◆ WHAT THE EXERCISE ASKS ◆
Show every line of the entries below that contains the word "cone".

◆ SUPPLIED INFORMATION ◆

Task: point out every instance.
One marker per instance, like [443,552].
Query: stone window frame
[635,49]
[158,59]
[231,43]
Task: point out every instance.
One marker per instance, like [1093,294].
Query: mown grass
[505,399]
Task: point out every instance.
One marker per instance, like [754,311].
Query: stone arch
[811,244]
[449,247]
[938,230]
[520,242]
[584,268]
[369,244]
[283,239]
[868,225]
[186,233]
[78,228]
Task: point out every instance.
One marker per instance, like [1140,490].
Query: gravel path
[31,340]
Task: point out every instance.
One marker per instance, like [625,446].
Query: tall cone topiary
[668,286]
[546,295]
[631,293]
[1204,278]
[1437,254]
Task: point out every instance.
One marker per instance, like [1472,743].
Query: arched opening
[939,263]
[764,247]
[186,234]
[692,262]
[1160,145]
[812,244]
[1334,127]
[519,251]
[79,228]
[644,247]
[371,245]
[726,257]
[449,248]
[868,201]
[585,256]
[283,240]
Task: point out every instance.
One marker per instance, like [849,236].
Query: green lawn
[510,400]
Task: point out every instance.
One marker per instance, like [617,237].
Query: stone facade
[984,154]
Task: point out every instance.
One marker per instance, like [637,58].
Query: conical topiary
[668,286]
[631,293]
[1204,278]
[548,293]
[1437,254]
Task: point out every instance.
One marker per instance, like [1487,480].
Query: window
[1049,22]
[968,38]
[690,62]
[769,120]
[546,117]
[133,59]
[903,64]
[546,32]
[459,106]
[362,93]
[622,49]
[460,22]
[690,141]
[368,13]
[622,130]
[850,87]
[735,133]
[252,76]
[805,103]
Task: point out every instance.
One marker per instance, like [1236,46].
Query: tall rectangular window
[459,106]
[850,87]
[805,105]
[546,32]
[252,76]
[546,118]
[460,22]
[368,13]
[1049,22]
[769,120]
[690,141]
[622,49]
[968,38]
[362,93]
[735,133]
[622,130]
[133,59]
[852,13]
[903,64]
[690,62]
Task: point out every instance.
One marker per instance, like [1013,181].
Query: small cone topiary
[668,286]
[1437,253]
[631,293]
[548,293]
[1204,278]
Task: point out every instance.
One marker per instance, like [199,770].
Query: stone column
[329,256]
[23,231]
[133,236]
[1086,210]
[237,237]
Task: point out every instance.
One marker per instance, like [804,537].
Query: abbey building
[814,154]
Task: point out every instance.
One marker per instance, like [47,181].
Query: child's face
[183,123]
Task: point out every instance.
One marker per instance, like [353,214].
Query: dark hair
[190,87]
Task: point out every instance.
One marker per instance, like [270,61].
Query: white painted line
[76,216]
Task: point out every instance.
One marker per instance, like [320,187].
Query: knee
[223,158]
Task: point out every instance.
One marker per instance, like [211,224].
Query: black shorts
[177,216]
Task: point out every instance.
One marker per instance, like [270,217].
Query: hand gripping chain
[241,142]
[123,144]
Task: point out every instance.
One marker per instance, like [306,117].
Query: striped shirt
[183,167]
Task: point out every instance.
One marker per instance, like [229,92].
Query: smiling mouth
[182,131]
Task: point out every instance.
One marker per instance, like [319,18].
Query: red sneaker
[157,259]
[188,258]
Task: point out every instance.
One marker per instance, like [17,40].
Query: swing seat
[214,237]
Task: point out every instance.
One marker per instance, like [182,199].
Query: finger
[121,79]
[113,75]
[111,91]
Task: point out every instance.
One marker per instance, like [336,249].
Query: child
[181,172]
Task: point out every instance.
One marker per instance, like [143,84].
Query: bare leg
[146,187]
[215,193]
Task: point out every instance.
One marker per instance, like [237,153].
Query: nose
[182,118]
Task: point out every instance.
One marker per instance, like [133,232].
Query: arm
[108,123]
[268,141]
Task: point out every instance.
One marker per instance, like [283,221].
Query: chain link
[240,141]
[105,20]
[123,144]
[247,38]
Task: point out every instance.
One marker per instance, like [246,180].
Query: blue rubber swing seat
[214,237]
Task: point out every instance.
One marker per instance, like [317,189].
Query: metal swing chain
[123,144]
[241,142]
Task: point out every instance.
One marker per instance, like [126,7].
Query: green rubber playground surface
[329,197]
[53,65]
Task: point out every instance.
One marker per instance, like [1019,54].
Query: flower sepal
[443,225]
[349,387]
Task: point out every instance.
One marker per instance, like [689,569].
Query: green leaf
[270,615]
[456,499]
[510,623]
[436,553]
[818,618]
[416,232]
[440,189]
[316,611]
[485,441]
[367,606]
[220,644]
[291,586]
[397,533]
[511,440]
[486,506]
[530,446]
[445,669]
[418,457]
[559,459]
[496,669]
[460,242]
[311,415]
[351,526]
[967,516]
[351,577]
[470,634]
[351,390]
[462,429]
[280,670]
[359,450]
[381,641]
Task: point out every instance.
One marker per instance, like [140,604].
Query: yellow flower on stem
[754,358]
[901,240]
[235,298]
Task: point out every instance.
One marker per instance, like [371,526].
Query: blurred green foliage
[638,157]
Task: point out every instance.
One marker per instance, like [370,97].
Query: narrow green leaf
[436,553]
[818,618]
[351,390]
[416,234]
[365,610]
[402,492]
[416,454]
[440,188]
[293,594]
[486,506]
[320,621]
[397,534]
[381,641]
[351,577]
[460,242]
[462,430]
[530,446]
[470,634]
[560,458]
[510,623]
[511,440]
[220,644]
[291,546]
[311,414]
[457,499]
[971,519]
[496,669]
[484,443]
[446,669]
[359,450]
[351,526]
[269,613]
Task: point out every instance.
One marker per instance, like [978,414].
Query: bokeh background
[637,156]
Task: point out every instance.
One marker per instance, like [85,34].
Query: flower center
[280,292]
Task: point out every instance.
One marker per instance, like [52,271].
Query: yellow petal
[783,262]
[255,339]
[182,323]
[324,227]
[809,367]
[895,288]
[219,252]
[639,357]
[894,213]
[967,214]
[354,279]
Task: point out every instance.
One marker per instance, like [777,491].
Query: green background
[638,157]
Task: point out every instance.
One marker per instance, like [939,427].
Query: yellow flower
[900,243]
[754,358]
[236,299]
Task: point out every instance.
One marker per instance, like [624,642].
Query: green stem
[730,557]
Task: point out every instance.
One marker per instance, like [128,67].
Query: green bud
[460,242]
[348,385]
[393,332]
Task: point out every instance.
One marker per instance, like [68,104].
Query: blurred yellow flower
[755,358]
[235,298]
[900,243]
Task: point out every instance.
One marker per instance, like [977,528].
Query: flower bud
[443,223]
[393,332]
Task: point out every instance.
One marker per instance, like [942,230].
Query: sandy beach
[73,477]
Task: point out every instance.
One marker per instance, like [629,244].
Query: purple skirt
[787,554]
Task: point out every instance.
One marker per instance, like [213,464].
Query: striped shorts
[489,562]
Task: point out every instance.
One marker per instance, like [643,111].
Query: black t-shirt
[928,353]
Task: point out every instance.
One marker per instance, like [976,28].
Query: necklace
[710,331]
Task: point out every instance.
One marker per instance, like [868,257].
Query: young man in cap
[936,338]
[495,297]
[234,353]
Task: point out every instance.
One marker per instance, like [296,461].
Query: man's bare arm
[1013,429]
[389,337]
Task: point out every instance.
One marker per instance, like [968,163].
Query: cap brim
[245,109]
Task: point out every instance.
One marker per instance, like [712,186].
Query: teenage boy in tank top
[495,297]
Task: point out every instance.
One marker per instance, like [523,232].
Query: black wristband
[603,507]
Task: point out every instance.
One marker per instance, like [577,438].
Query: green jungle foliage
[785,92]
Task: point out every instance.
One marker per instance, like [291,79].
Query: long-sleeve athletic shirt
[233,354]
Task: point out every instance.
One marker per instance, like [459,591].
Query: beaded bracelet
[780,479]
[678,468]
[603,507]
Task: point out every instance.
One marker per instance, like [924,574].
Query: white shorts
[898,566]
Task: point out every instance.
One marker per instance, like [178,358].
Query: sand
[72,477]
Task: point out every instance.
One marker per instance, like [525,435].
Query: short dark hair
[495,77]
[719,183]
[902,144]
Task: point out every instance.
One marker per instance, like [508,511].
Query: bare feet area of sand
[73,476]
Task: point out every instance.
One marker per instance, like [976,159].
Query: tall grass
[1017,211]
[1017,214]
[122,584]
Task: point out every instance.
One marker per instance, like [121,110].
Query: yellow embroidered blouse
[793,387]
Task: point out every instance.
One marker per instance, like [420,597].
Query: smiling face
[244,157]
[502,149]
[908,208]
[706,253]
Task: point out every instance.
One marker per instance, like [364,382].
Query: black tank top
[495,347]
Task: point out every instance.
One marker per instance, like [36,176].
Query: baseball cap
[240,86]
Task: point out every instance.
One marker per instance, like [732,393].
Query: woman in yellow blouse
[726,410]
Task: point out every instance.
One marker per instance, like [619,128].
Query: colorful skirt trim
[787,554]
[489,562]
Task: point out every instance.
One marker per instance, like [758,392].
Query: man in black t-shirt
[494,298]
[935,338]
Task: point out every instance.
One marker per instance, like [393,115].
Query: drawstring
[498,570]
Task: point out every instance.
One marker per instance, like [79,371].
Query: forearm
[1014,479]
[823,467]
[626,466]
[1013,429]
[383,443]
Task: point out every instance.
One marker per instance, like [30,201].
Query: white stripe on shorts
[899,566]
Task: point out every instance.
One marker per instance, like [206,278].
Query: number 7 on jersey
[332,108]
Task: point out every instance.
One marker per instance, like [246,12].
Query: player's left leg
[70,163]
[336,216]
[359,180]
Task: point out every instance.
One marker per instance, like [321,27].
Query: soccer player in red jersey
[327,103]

◆ REPLY TO THE EXERCISE ◆
Query: tall cone topiary
Query: small cone topiary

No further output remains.